Data extracted from a collection:

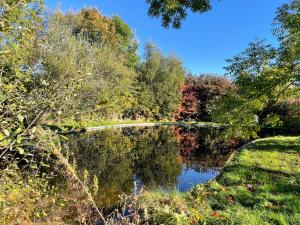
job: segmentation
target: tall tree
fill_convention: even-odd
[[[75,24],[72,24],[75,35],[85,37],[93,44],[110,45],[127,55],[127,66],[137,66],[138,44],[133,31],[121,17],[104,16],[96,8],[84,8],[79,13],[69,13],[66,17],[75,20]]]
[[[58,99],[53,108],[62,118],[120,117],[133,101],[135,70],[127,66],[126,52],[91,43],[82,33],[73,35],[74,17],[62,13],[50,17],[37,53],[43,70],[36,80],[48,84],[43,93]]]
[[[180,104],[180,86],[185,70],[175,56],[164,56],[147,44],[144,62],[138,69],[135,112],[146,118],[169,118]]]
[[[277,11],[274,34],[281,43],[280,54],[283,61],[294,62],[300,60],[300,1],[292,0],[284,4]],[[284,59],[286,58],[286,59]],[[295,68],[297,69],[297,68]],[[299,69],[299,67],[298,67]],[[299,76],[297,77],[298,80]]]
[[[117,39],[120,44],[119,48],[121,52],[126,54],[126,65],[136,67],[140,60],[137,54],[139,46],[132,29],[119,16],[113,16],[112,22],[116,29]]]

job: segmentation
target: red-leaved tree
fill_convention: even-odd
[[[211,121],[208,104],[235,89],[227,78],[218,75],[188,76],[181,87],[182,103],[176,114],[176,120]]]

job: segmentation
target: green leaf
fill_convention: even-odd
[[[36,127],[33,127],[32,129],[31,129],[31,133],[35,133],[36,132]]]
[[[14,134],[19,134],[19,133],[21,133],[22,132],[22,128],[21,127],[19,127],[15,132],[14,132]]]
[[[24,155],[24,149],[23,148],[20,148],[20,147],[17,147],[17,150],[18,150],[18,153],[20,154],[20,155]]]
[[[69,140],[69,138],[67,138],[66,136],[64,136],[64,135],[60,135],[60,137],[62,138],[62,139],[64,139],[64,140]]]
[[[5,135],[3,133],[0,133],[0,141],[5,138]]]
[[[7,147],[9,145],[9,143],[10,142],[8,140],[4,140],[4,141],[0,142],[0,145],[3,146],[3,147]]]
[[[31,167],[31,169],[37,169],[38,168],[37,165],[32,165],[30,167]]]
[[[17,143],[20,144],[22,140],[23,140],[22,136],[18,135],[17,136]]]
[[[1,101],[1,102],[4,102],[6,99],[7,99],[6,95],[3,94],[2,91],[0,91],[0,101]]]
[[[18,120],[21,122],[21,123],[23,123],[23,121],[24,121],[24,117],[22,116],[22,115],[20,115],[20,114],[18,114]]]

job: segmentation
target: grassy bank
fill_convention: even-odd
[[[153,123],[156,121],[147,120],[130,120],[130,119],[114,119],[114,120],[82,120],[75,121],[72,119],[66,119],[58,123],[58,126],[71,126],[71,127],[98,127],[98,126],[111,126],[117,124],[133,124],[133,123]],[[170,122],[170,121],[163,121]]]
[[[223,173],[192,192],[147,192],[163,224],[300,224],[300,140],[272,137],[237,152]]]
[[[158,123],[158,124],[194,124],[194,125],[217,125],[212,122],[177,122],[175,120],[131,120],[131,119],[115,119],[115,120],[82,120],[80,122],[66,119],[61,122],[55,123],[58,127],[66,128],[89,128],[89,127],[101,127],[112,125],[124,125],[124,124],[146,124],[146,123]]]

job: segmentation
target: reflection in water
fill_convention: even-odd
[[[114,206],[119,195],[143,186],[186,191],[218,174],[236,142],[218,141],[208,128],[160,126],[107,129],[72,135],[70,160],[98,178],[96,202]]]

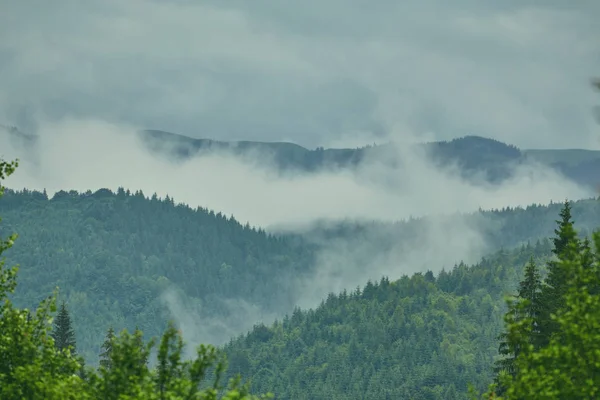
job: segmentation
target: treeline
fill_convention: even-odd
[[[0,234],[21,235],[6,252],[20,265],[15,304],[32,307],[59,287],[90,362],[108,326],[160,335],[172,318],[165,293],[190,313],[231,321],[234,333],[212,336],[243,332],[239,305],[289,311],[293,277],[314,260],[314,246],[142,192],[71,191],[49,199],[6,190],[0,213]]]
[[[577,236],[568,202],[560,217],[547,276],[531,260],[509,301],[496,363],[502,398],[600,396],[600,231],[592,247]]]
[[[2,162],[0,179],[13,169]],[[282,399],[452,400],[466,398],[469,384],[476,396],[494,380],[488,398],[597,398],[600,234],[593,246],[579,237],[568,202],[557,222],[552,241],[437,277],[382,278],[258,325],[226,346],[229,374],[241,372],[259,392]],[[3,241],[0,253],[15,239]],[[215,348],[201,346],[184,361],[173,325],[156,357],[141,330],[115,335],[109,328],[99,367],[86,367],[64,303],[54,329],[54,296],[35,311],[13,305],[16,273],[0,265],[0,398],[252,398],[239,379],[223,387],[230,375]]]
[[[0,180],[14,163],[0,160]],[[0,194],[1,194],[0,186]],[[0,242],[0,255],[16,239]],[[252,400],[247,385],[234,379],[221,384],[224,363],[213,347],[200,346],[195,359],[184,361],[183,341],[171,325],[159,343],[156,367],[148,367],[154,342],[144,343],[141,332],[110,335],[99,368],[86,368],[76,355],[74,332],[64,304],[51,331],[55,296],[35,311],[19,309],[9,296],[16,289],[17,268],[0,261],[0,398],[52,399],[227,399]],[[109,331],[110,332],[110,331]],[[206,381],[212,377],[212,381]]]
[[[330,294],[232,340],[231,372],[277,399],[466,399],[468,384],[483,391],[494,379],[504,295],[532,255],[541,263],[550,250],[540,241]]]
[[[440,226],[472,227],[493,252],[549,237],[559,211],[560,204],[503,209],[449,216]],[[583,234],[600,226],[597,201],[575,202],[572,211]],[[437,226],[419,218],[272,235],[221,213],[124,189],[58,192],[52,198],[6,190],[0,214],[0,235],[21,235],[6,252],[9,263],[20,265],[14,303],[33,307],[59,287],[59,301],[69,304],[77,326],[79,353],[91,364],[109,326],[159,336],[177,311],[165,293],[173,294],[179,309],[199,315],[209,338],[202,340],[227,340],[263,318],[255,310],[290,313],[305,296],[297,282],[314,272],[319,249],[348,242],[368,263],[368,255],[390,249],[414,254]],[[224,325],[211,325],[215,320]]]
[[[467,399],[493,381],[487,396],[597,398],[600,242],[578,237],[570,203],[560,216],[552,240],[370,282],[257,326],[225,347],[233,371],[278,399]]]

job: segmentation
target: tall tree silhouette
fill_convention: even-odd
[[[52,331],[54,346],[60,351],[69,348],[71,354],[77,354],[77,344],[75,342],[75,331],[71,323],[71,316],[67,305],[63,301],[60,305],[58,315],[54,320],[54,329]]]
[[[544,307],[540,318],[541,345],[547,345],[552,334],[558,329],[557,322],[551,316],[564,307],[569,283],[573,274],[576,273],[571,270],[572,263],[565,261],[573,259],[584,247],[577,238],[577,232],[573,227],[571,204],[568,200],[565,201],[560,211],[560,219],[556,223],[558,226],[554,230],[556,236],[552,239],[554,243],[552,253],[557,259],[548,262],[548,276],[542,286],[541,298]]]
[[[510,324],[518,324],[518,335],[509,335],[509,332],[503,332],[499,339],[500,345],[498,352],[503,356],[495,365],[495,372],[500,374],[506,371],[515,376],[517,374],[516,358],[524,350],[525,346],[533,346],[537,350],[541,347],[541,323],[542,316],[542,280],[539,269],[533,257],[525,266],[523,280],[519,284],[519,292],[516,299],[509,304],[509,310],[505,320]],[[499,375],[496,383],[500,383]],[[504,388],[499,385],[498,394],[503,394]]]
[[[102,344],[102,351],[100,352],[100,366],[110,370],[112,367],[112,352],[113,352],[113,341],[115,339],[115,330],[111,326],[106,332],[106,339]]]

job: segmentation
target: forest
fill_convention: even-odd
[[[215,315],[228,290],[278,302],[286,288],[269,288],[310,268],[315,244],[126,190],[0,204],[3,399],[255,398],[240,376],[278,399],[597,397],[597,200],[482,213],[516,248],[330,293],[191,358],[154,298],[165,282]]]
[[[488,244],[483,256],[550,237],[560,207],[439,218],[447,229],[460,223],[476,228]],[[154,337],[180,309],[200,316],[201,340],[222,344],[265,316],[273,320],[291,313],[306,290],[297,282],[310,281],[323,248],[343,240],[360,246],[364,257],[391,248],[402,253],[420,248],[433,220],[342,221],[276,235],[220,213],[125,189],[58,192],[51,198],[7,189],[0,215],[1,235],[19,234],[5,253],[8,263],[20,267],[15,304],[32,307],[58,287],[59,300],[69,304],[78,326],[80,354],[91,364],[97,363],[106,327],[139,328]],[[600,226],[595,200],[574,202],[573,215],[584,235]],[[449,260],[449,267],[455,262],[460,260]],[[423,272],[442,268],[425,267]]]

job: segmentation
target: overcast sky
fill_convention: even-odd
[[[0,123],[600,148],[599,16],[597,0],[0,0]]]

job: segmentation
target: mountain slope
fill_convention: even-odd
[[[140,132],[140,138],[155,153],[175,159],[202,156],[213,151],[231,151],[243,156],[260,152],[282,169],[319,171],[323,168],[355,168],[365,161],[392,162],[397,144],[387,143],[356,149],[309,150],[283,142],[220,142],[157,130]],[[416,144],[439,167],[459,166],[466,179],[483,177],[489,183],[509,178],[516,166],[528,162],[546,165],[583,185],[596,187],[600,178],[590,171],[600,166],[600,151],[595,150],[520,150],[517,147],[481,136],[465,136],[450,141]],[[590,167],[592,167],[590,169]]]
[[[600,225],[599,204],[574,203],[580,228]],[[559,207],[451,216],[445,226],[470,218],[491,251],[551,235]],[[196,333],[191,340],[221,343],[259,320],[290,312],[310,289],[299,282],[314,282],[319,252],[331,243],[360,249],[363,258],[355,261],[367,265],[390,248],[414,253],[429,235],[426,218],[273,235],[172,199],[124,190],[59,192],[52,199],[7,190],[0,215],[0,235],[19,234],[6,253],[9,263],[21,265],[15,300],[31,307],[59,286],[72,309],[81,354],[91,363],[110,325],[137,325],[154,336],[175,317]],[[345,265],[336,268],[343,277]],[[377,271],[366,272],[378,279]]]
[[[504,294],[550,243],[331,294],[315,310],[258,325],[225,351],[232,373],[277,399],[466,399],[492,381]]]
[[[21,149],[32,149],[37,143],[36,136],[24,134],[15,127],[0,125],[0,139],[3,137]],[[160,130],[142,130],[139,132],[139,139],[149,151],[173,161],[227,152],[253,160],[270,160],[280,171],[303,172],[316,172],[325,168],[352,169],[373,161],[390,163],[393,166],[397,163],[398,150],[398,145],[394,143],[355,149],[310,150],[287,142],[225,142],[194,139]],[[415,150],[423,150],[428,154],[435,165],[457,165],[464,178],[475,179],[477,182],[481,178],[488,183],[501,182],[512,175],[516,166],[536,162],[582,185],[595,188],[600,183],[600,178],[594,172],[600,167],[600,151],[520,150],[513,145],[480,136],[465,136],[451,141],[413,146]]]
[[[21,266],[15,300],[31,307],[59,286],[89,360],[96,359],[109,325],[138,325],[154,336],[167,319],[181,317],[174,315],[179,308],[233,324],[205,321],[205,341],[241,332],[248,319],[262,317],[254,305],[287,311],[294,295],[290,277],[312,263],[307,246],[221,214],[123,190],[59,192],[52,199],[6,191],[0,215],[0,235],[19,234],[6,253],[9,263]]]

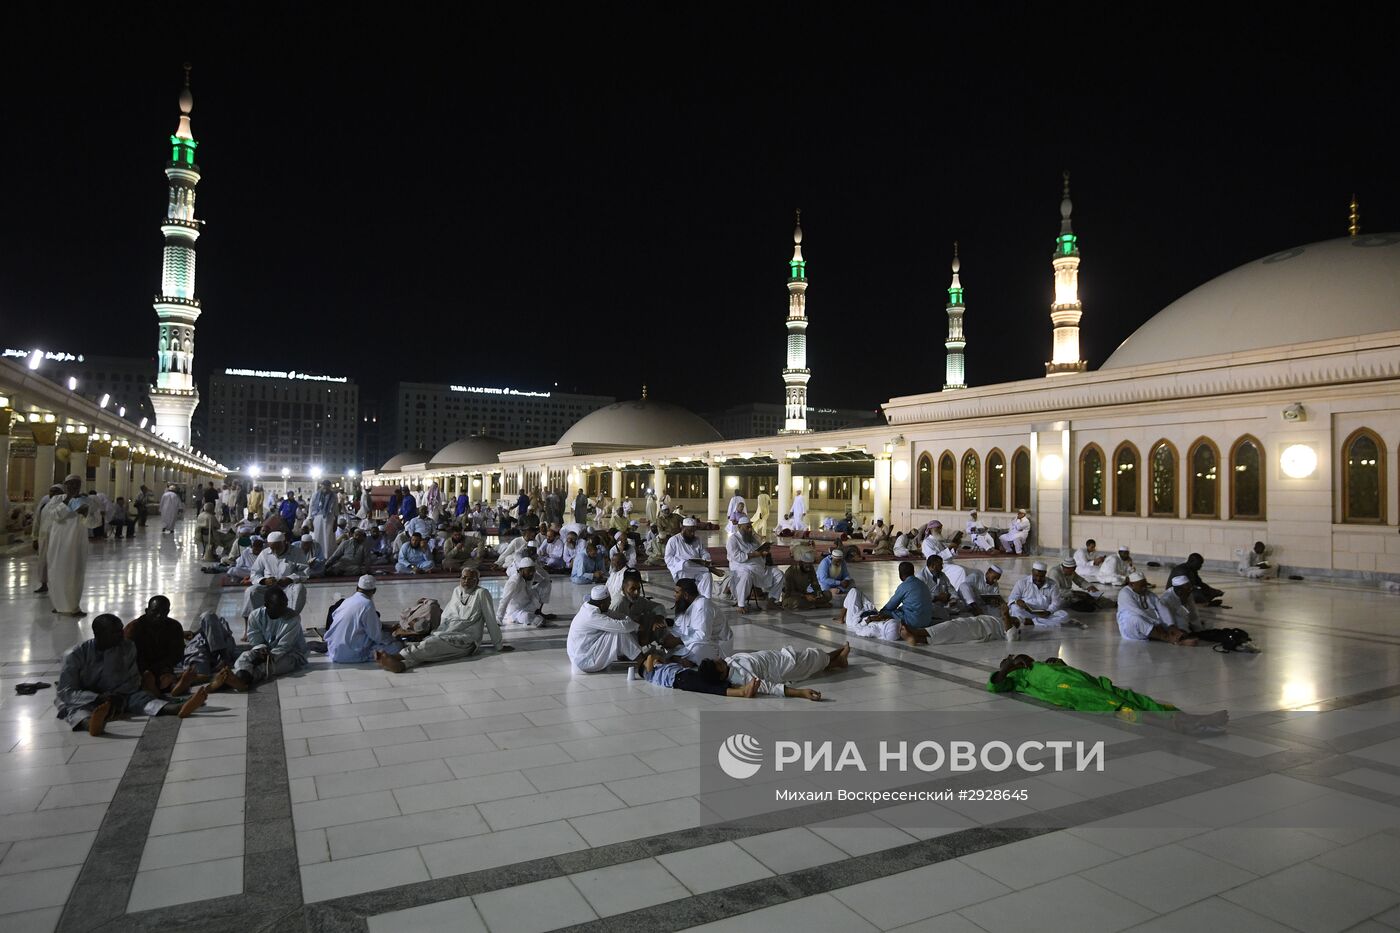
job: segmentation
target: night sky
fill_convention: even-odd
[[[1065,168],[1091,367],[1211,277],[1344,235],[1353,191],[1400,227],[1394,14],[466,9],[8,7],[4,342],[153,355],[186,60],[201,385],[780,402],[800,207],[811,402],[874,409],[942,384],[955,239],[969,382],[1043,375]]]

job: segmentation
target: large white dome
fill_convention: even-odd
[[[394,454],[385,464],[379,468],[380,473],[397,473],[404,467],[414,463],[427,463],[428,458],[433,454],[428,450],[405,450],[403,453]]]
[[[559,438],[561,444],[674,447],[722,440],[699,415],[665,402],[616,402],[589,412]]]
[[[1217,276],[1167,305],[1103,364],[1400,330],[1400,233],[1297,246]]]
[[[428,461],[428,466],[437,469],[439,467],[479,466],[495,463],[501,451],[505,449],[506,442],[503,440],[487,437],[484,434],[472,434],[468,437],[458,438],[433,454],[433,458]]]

Work required
Write down, word for word, the lines above from the one containing "target: grassy bank" through the one containing "target: reflection in water", both ends included.

Result of this exercise
target: grassy bank
fill_convention: even-odd
[[[153,123],[156,121],[147,120],[130,120],[130,119],[114,119],[114,120],[82,120],[75,121],[72,119],[66,119],[58,123],[58,126],[71,126],[71,127],[98,127],[98,126],[111,126],[117,124],[133,124],[133,123]],[[170,122],[170,121],[163,121]]]
[[[223,173],[192,192],[147,192],[163,224],[300,224],[300,140],[272,137],[237,152]]]
[[[158,123],[158,124],[194,124],[194,125],[217,125],[212,122],[177,122],[175,120],[131,120],[131,119],[115,119],[115,120],[82,120],[80,122],[66,119],[61,122],[55,123],[58,127],[66,128],[89,128],[89,127],[101,127],[112,125],[124,125],[124,124],[146,124],[146,123]]]

job: segmentation
target: reflection in water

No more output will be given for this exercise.